_SET EXERCISE_. Repeat, exactly and only, the lines from the one containing "Where can you spot the motorcycle handlebar" to the last line, inclusive; do not repeat the pictures.

— START DATA ROWS —

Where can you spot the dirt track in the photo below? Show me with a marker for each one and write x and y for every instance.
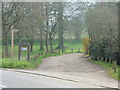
(76, 65)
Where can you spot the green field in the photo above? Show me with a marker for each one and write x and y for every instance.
(108, 68)
(23, 63)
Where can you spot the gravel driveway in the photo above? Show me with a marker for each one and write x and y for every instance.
(78, 66)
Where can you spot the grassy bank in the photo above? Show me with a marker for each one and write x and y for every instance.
(24, 64)
(108, 68)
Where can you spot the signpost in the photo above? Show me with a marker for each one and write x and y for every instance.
(24, 47)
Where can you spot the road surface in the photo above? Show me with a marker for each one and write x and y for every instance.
(79, 67)
(12, 79)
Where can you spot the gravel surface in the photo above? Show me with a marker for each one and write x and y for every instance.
(78, 66)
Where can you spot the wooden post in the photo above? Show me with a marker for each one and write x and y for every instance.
(12, 43)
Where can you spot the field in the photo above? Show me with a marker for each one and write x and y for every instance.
(108, 68)
(23, 63)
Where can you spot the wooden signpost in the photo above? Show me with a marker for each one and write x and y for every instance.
(24, 47)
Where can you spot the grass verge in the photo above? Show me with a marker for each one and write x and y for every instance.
(108, 68)
(24, 64)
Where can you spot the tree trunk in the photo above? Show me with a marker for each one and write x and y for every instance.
(6, 46)
(31, 46)
(51, 47)
(60, 26)
(41, 40)
(119, 32)
(77, 36)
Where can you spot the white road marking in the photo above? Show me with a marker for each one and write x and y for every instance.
(3, 86)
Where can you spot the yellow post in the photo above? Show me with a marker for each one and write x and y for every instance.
(12, 43)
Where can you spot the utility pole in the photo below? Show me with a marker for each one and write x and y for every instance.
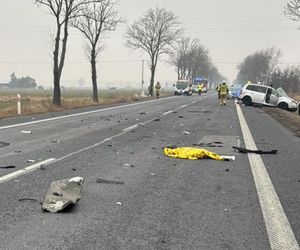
(142, 93)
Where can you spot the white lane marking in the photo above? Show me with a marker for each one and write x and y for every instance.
(279, 230)
(53, 160)
(25, 170)
(168, 112)
(130, 128)
(82, 113)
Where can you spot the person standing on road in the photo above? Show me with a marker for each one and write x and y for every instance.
(223, 93)
(218, 90)
(157, 89)
(200, 89)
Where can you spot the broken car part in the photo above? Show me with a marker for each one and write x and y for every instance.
(257, 151)
(62, 194)
(3, 144)
(99, 180)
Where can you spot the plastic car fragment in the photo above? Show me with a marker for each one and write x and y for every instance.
(62, 194)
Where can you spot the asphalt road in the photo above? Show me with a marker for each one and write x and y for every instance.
(165, 203)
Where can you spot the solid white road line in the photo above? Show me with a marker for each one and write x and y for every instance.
(25, 170)
(279, 230)
(130, 128)
(82, 113)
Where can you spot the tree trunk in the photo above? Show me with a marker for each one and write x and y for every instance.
(152, 80)
(56, 74)
(94, 76)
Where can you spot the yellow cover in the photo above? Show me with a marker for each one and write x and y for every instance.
(191, 153)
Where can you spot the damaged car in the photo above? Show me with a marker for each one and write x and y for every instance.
(266, 95)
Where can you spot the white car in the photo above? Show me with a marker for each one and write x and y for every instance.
(266, 95)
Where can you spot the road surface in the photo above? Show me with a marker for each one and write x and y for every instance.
(165, 203)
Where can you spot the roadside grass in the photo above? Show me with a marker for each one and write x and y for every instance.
(40, 101)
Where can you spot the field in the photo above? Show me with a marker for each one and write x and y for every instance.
(40, 101)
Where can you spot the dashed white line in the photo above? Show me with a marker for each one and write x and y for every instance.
(130, 128)
(79, 114)
(49, 161)
(25, 170)
(279, 230)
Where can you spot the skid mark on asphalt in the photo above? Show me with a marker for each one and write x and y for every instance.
(279, 230)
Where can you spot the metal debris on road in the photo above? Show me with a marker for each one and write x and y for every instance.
(26, 132)
(28, 199)
(6, 167)
(127, 165)
(209, 144)
(3, 144)
(257, 151)
(62, 194)
(105, 181)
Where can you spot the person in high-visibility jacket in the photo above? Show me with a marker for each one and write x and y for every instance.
(223, 92)
(200, 87)
(157, 88)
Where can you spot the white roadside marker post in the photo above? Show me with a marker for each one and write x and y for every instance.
(19, 104)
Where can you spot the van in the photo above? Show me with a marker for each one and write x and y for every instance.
(266, 95)
(183, 87)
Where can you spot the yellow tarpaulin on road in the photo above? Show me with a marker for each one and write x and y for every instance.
(192, 153)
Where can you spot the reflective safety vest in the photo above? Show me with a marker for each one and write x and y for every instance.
(223, 89)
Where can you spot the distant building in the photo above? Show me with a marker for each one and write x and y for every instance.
(4, 85)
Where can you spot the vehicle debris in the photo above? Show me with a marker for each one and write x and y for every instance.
(26, 132)
(257, 151)
(6, 167)
(42, 167)
(209, 144)
(62, 194)
(28, 199)
(3, 144)
(127, 165)
(105, 181)
(195, 154)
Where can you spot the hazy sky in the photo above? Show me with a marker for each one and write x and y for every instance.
(230, 29)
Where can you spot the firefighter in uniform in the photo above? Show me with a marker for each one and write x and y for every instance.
(200, 87)
(157, 89)
(223, 92)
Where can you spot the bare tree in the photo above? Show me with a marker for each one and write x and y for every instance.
(292, 10)
(63, 11)
(94, 21)
(259, 66)
(191, 59)
(154, 33)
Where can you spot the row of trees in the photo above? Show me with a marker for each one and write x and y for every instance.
(21, 82)
(156, 33)
(263, 66)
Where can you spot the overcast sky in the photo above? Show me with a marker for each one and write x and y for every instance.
(230, 29)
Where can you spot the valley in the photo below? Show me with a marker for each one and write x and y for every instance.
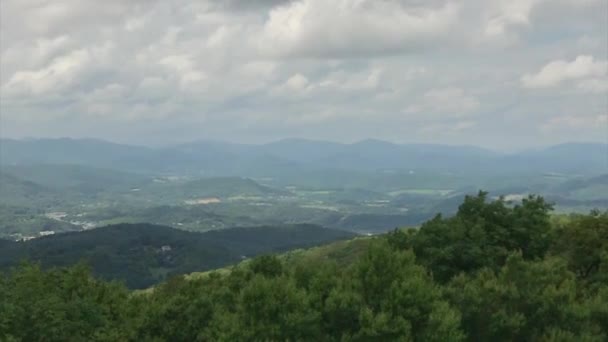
(53, 186)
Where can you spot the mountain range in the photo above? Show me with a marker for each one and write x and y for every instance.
(293, 156)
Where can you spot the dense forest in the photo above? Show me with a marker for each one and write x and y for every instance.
(141, 255)
(495, 271)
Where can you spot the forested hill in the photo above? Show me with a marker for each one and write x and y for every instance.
(144, 254)
(495, 271)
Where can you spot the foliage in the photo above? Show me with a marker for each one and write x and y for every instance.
(493, 272)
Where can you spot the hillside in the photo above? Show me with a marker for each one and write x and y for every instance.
(143, 254)
(491, 272)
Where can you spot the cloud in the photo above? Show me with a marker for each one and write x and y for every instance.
(317, 28)
(559, 71)
(266, 69)
(445, 102)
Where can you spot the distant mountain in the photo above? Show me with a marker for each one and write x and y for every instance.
(67, 151)
(143, 254)
(23, 192)
(282, 158)
(74, 177)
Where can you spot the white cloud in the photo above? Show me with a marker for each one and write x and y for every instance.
(297, 82)
(267, 69)
(446, 102)
(560, 71)
(318, 28)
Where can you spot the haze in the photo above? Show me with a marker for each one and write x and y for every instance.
(499, 74)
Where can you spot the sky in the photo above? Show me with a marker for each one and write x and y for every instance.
(502, 74)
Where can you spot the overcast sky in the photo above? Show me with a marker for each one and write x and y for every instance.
(496, 73)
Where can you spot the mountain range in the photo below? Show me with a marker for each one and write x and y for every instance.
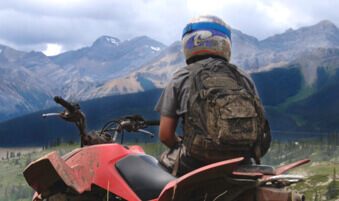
(29, 80)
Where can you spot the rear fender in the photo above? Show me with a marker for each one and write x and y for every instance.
(208, 182)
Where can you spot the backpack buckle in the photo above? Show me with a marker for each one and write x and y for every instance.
(205, 144)
(203, 94)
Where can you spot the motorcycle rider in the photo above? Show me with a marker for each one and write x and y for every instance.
(207, 49)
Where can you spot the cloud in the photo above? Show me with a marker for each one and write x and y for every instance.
(72, 24)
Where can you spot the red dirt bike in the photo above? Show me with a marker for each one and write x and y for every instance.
(112, 171)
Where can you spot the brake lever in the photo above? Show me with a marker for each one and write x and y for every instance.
(50, 114)
(147, 132)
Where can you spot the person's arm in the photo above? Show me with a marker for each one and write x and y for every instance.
(167, 129)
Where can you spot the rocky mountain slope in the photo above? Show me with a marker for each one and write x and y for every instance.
(110, 66)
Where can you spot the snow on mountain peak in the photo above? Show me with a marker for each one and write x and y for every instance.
(112, 40)
(155, 48)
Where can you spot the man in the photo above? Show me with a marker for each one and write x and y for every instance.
(222, 114)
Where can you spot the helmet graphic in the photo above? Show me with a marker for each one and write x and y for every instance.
(206, 36)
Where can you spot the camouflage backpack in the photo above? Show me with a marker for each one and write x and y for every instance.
(224, 118)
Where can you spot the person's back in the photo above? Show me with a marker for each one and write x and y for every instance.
(222, 114)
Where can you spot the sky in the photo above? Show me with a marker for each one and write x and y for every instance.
(55, 26)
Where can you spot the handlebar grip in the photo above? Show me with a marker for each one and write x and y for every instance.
(153, 122)
(64, 103)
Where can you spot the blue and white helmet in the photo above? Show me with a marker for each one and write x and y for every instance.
(205, 36)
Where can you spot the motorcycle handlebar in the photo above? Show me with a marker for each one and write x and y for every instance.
(67, 105)
(153, 122)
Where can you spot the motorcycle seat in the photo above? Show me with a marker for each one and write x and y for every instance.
(143, 173)
(264, 169)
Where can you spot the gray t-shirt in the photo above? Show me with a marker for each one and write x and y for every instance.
(173, 100)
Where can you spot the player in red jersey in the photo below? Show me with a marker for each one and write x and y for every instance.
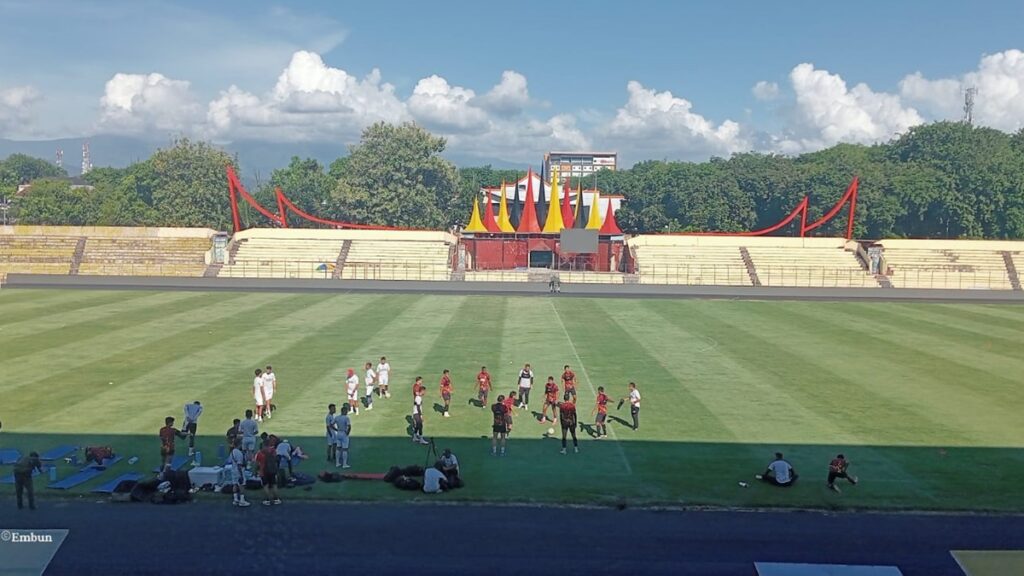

— END DATA ROWS —

_TASK RESULT_.
Where can you spot the motorcycle handlebar in the photo above? Show me with a marker for each one and write x and y for every instance.
(67, 105)
(153, 122)
Where can you spot the motorcycle seat in the photo above? Show me with a marker for each one and write x and y for every instance.
(143, 173)
(264, 169)
Where can you spot the gray t-shirt in the photo above? Show me with a marker for each one and write x and y for every instance.
(173, 100)
Where can you spot the player in red jersey in the photo below? Show me with a marker for each one and write x and y for every instance.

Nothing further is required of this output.